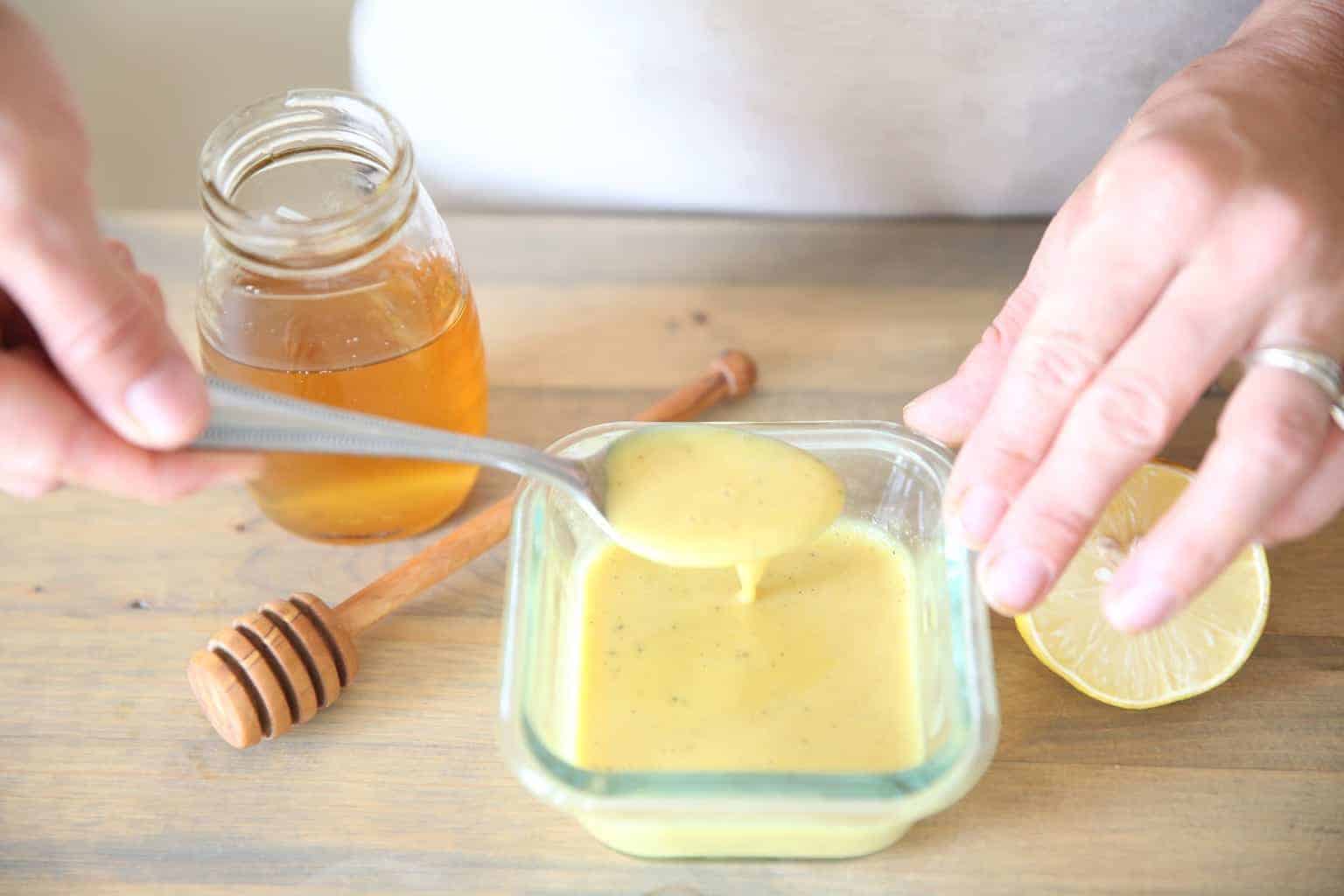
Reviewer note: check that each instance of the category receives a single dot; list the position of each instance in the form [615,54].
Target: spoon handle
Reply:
[243,418]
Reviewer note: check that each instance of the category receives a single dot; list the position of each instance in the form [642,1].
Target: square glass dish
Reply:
[895,481]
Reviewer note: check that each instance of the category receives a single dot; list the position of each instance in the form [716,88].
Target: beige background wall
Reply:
[155,75]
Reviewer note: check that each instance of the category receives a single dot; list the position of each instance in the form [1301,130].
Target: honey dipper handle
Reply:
[732,374]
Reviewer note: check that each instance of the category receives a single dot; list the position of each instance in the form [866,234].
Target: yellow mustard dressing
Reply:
[817,675]
[704,496]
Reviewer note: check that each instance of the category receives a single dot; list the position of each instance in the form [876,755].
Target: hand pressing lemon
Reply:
[1193,653]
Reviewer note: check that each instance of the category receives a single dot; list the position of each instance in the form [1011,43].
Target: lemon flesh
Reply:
[1194,652]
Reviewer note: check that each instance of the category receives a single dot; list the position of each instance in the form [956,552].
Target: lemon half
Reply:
[1194,652]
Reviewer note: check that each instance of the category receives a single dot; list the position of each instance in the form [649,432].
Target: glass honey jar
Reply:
[328,276]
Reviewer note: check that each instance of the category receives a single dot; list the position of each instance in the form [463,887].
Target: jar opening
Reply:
[306,178]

- _Exercise goal_: Each line from the one containing "the form [642,1]." to the final line of the entries above must be returned exactly, and no other line may appear.

- _Expected answer_:
Reviewer note: check that each instance of the category receives a single dot; list the position of each instance in the form [642,1].
Target: square glass dish
Reply:
[895,481]
Reviewer note: check that each instance of the category receives a single dot; list the position of each instance in the form [716,88].
Target: beige background wall
Reply:
[155,75]
Reviewer note: check that each instance of the category receives a single dot; list the position of each instance in the form [1301,130].
Target: honey dipper handle
Reply:
[732,374]
Reviewer note: check that each instance of the category receives a single dot; list the position of each instance in the form [866,234].
Target: yellow mustard dressing
Reply:
[817,675]
[704,496]
Reviewer note: check that each instance of the category receives a single dot; list the position of each instance in the form [876,755].
Target: hand pressing lemon
Reply:
[1193,653]
Reviewer note: check that each instance of the category receives a single dot; list the position of each instance in the form [1011,43].
Target: lemon flesh
Reply:
[1194,652]
Reviewer note: check that each instance of the category receives a single dot; list the position of each instance in the form [956,552].
Target: lemon half
Reply:
[1194,652]
Reviewer note: check that each instance of the category receives a single dot; list the position of each instance in the form [649,432].
Target: glass honey jar
Reply:
[328,276]
Reviewer note: check that each instance of the category receives a single dot; list the position of each instance in the form [463,887].
Target: jar opening
Reply:
[306,178]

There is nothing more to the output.